*** Opening of AVAILABLE DATA ***

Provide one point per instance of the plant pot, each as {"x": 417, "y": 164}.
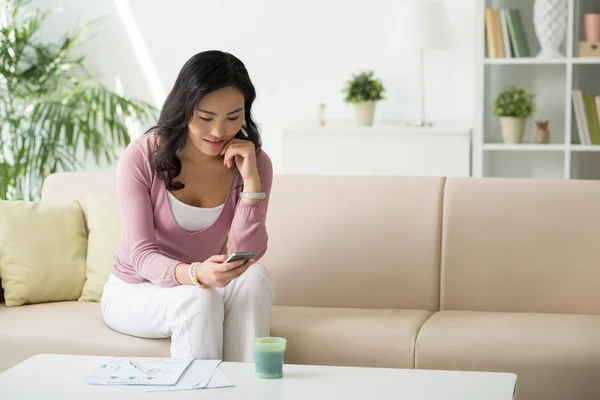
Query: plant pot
{"x": 512, "y": 129}
{"x": 364, "y": 113}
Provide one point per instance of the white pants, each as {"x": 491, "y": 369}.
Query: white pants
{"x": 209, "y": 323}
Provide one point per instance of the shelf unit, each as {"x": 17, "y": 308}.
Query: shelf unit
{"x": 552, "y": 82}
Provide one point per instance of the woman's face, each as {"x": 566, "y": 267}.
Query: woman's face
{"x": 218, "y": 117}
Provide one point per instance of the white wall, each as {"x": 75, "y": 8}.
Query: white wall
{"x": 298, "y": 53}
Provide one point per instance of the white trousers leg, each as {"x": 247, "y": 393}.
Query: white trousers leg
{"x": 210, "y": 323}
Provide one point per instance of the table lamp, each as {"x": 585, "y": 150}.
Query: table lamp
{"x": 421, "y": 25}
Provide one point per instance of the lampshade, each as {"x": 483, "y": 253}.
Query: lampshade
{"x": 421, "y": 25}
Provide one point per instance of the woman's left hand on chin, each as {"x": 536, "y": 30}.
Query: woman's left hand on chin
{"x": 244, "y": 154}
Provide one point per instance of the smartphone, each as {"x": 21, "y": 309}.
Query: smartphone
{"x": 240, "y": 255}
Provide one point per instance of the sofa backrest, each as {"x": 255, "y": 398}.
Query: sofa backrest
{"x": 521, "y": 245}
{"x": 364, "y": 242}
{"x": 68, "y": 186}
{"x": 359, "y": 242}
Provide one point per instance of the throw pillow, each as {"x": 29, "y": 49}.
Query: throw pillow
{"x": 42, "y": 251}
{"x": 104, "y": 226}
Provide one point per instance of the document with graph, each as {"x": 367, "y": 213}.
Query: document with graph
{"x": 139, "y": 371}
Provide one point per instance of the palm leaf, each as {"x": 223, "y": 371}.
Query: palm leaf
{"x": 51, "y": 109}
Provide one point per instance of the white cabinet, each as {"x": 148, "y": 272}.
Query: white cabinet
{"x": 552, "y": 82}
{"x": 376, "y": 150}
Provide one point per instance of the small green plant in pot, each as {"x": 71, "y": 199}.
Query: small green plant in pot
{"x": 363, "y": 91}
{"x": 513, "y": 106}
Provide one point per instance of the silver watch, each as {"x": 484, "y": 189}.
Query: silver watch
{"x": 252, "y": 195}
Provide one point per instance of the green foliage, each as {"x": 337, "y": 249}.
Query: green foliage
{"x": 514, "y": 102}
{"x": 363, "y": 87}
{"x": 51, "y": 109}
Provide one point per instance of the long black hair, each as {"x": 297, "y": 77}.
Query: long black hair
{"x": 202, "y": 74}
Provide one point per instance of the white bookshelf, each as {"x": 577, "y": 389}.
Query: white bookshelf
{"x": 552, "y": 81}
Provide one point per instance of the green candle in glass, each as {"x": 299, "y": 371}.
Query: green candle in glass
{"x": 268, "y": 357}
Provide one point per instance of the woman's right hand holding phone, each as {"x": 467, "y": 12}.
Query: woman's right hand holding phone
{"x": 216, "y": 272}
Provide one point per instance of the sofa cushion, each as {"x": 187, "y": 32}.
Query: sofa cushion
{"x": 104, "y": 226}
{"x": 348, "y": 337}
{"x": 66, "y": 327}
{"x": 42, "y": 251}
{"x": 521, "y": 245}
{"x": 555, "y": 356}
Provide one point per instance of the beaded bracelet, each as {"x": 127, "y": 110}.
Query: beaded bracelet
{"x": 193, "y": 277}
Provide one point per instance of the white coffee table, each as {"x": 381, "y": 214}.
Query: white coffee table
{"x": 52, "y": 376}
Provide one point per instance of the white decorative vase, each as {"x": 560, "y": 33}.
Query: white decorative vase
{"x": 550, "y": 23}
{"x": 364, "y": 113}
{"x": 512, "y": 129}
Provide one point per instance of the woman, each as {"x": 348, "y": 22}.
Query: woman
{"x": 194, "y": 188}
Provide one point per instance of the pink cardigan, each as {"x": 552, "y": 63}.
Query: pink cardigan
{"x": 152, "y": 244}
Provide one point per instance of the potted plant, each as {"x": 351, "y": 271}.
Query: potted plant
{"x": 363, "y": 91}
{"x": 513, "y": 106}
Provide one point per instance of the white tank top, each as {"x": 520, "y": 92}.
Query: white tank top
{"x": 192, "y": 218}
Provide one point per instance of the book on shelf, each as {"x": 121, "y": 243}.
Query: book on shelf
{"x": 505, "y": 34}
{"x": 587, "y": 117}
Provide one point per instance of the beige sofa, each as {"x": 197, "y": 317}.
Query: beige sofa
{"x": 435, "y": 273}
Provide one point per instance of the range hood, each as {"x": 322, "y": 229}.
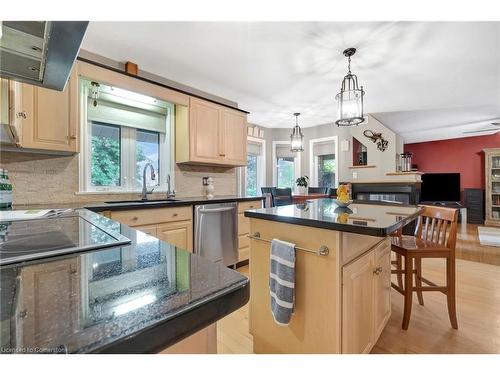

*** Close of AVAILABLE DATA ***

INSTRUCTIONS TO FOLLOW: Restate, word for word, the entries above, dropping any picture.

YOUR SOLUTION:
Provide one point per instance of the plant pot, each as {"x": 417, "y": 164}.
Query: plant pot
{"x": 512, "y": 129}
{"x": 364, "y": 113}
Provide one point per instance of the white pants, each as {"x": 491, "y": 369}.
Query: white pants
{"x": 209, "y": 323}
Provide one point per instance of the shelf unit, each as {"x": 17, "y": 308}.
Query: shelf unit
{"x": 552, "y": 82}
Provide one point per instance of the woman's face, each as {"x": 566, "y": 267}.
Query: woman's face
{"x": 218, "y": 117}
Provide one point per instance of the white wall, each as {"x": 75, "y": 8}.
Query: white wall
{"x": 298, "y": 53}
Provide one point per instance of the white trousers leg, each as {"x": 247, "y": 393}.
Query: white trousers leg
{"x": 210, "y": 323}
Provide one point per instance of the table lamp, each as {"x": 585, "y": 150}.
Query: table lamp
{"x": 421, "y": 25}
Provide one point per instance of the lampshade, each as {"x": 483, "y": 253}.
Query: lampshade
{"x": 421, "y": 25}
Provide one point per instance of the woman's left hand on chin, each as {"x": 536, "y": 30}.
Query: woman's left hand on chin
{"x": 244, "y": 154}
Provide one point per instance of the smartphone, each as {"x": 21, "y": 309}.
Query: smartphone
{"x": 240, "y": 255}
Provide one point per instance of the sofa backrest, each as {"x": 255, "y": 398}.
Query: sofa backrest
{"x": 521, "y": 245}
{"x": 364, "y": 242}
{"x": 68, "y": 186}
{"x": 359, "y": 242}
Provide one point per instance of the throw pillow, each as {"x": 29, "y": 49}.
Query: throw pillow
{"x": 42, "y": 251}
{"x": 104, "y": 226}
Provide one point per instance of the document with graph, each as {"x": 367, "y": 213}.
Query: document with graph
{"x": 139, "y": 371}
Provide one point per instance of the palm leaf, each as {"x": 223, "y": 371}.
Query: palm leaf
{"x": 51, "y": 109}
Provide one point per instance of the white cabinet, each as {"x": 148, "y": 272}.
Query: white cabinet
{"x": 552, "y": 82}
{"x": 376, "y": 150}
Provide one point per instance of the small green plant in pot, each as {"x": 71, "y": 199}.
Query: small green plant in pot
{"x": 363, "y": 91}
{"x": 513, "y": 106}
Provide one point per instance of the silver watch, each as {"x": 484, "y": 189}.
Query: silver watch
{"x": 252, "y": 195}
Provide one point per instance of the green foliage, each as {"x": 337, "y": 249}.
Query: green foliage
{"x": 514, "y": 102}
{"x": 363, "y": 87}
{"x": 51, "y": 109}
Provide one point per instance of the long black hair, each as {"x": 297, "y": 77}.
Query: long black hair
{"x": 202, "y": 74}
Provide one point per instance of the white bookshelf, each as {"x": 577, "y": 389}.
Query: white bookshelf
{"x": 552, "y": 81}
Provide one point per instance of the green candle in glass, each as {"x": 299, "y": 371}.
Query: green candle in glass
{"x": 268, "y": 357}
Provide one point per instance of the woman's right hand holding phone, each as {"x": 467, "y": 12}.
Query: woman's right hand holding phone
{"x": 216, "y": 272}
Provide one point per instance of the sofa cushion, each as {"x": 187, "y": 32}.
Query: sofa cushion
{"x": 104, "y": 226}
{"x": 348, "y": 337}
{"x": 66, "y": 327}
{"x": 42, "y": 251}
{"x": 521, "y": 245}
{"x": 555, "y": 356}
Provide one point per instance of the beaded bracelet, each as {"x": 127, "y": 110}.
Query: beaded bracelet
{"x": 193, "y": 277}
Provide one point per instance of the white coffee table, each as {"x": 381, "y": 214}.
Query: white coffee table
{"x": 52, "y": 376}
Provide one point per instance of the white decorative vase, each as {"x": 560, "y": 33}.
Query: white decorative vase
{"x": 550, "y": 23}
{"x": 364, "y": 113}
{"x": 512, "y": 129}
Provide one point per instance of the woman, each as {"x": 348, "y": 22}.
Query: woman
{"x": 194, "y": 188}
Provide one point per instance of the pink cardigan, each as {"x": 552, "y": 63}.
Query: pink cardigan
{"x": 152, "y": 244}
Provide one point per instance of the potted plant, each as {"x": 351, "y": 271}.
Query: potted plant
{"x": 363, "y": 91}
{"x": 513, "y": 106}
Provide one point per instance of the white tank top, each as {"x": 520, "y": 92}.
Query: white tank top
{"x": 192, "y": 218}
Provide one point per instance of the book on shelf, each as {"x": 121, "y": 243}.
Query: book on shelf
{"x": 505, "y": 34}
{"x": 587, "y": 117}
Provide one point per instance of the beige sofa, each as {"x": 197, "y": 317}.
Query: beige sofa
{"x": 435, "y": 273}
Provide one point per instance of the range hood, each as {"x": 322, "y": 229}.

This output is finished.